**What is needed**: In the wine and food pairing article, begin at the words "In the wine-and-food" and stop after "the other end.", and rewrite that section with "continuum" in place of "spectrum".

Reading passage section start

Thursday, August 27, 2009

Matching Wine with Food



A simple system for devising great matches
Harvey Steiman

Getting Started by Keeping Things Simple
Good news: when learning to match food and wine, you don’t have to learn complicated systems for selecting the right wine to enhance the food on the table. This is not rocket science. There is a simple way to make successful wine and food pairings, requiring only that you consider the weight of both the wine and the food when making a decision about what to pour with what you'll be serving and eating.

Of course, it’s fun to experiment and fine-tune, and with experience you may be able to create spectacular matches that dramatically improve both the dish and the wine. But save those efforts for special occasions, and special wines. Because most of the time, you will spend more time talking with your guests than you will analyzing the pairings. So the first rule of thumb is to make sure the food is good and the wine is, too. Even if the match is not perfect, you will still enjoy what you're drinking.

When it comes to selecting a wine to match with your food, don't try to get too fancy. First, choose a wine that you would want to drink by itself. Then consider the weight of the dish and the wine, respectively. This is where common sense comes in. The old rule about white wine with fish and red wine with meat made perfect sense in the days when white wines were mostly light and fruity and red wines were mostly tannic and weighty. But today, when many California Chardonnays are heavier and fuller-bodied than most California Pinot Noirs and even some Cabernets, color coding does not always work.

How Do Reds Differ from Whites?
Red wines are distinct from whites in two main ways: tannins—many red wines have them, few white wines do—and flavors. White and red wines share many common flavors; both can be spicy, buttery, leathery, earthy or floral. But the apple, pear and citrus flavors in many white wines seldom show up in reds, and the currant, cherry and stone fruit flavors of red grapes usually do not appear in whites.

In the wine-and-food matching game, these flavor differences become mere subtleties. You can make better wine choices by focusing on a wine's weight. Like human beings, wines come in all dimensions. To match them with food, it's useful to know where they fit in a spectrum, with the lightest wines at one end and fuller-bodied wines toward the other end.

To help put the world of wines into perspective, we offer the following lists, which arrange many of the most commonly encountered wines into a hierarchy based on size, from lightest to weightiest. If you balance the wine with the food by choosing one that will seem about the same weight as the food, you raise the odds dramatically that the match will succeed.

OK, purists, you're right: some Champagnes are more delicate than some Rieslings, and some Sauvignon Blancs are bigger than some Chardonnays— but we're trying to paint with broad strokes here. When you're searching for a light wine to go with dinner, pick one from the top end of the list. When you want a bigger wine, look toward the end.

Reading passage section end
Data shown section start

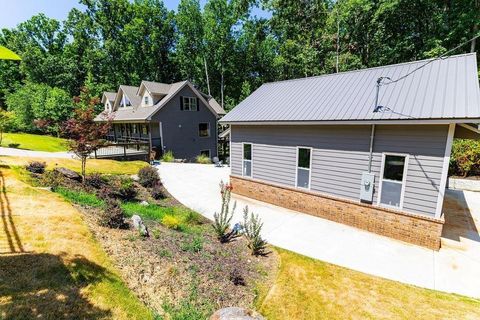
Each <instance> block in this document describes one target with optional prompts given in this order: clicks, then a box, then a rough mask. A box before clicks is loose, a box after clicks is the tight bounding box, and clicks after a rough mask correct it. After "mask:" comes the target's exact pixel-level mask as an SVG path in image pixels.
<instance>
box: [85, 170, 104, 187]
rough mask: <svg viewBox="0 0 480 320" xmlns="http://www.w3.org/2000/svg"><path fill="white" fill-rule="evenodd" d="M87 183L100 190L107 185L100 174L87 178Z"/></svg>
mask: <svg viewBox="0 0 480 320" xmlns="http://www.w3.org/2000/svg"><path fill="white" fill-rule="evenodd" d="M85 183H86V184H87V185H88V186H90V187H92V188H95V189H100V188H101V187H102V186H103V185H105V179H104V178H103V177H102V175H101V174H99V173H93V174H90V175H88V176H87V177H86V178H85Z"/></svg>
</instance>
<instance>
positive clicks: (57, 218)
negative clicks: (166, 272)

Data shown section end

**Output of the exercise**:
In the wine-and-food matching game, these flavor differences become mere subtleties. You can make better wine choices by focusing on a wine's weight. Like human beings, wines come in all dimensions. To match them with food, it's useful to know where they fit in a continuum, with the lightest wines at one end and fuller-bodied wines toward the other end.